▸ **Document section**:
══════════════════════════════
Alcohol Ads On Social Media Encourage Drinking (But What’s An Alcohol Ad On Social Media?)

 

Source: Forbes

May 19, 2016

 

A new study has found that alcohol advertising on social media succeeds in encouraging people to drink. The study and the results are clear enough, but the biggest implication of the results is less than clear – on social media, what really constitutes alcohol advertising?

 

Researchers from Michigan State University exposed 121 participants to ads on Facebook. One group viewed ads for a brand of beer, the other saw ads for a brand of bottled water. At the end of the study, the researchers offered everyone the choice between one of two gift cards (overtly as a gift for participating, covertly as the study’s clincher) – one for a bar, the other for a coffee shop.

 

Of those who saw the beer ad, 73 percent chose the bar gift card. Of those who saw the water ad, 55 percent chose the bar card. That’s nearly a 30% difference, and that’s significant.

 

This is about as close to “causality” in an advertising-effects study as we’re going to get. Granted, other factors could have influenced the results for some of the participants (maybe a couple people in the water group got a whiff of a craft beer that piqued their appetite) but as ad-influence research goes, this is a respectably straight line from exposure to result. Even accounting for the fact that alcohol is typically more expensive than coffee, which might make the bar card more desirable, the difference between the groups is noteworthy.

 

“What this tells us is there is an effect and it can be attributed to the sheer exposure to these messages,” said Saleem Alhabash, assistant professor of advertising and public relations at MSU who led the study. In other words, “It primes them to think about alcohol.”

 

Which brings me back to the question from the beginning of this article, because by definition social media is all about exposure. We are exposing each other to the variety show that is our social lives, and not infrequently that includes drinking. In a medium fueled by voyeuristically focusing on what others are doing, the power of our personal influence may very well exceed that of advertising.

 

On top of that, it’s easy for advertisers to embed messages in the soup of social influence.

 

“On social media, the line that distinguishes an ad from regular content is very fine,” adds Alhabash. “On TV, most can recognize an ad from a regular show. That’s not always the case on social media.”

 

In other words, social influence is diffuse on social media, and that makes identifying the specific influences of advertising hard to do. It also makes issues like influencing an underage audience more troubling, because even if you limit advertisers direct access to that audience, there are lots of indirect ways the under-21 crowd could still be influenced.
══════════════════════════════
▸ **Requirements**:
Answer these questions from the article on alcohol ads on social media:
1. How many participants did the Michigan State University researchers expose to ads on Facebook?
2. What percentage of those who saw the beer ad chose the bar gift card?
3. What position does Saleem Alhabash hold at MSU?
None of the material is needed here.

▸ **Data provided**:
══════════════════════════════
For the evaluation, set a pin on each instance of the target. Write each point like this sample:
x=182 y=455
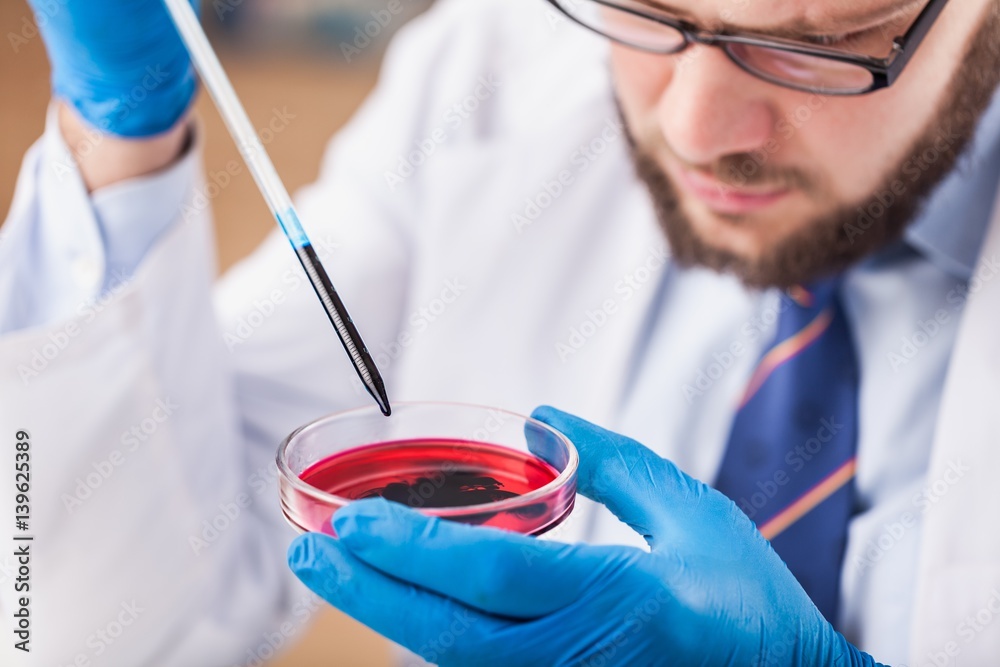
══════════════════════════════
▸ **Written reply**:
1. 121
2. 73 percent
3. Assistant professor of advertising and public relations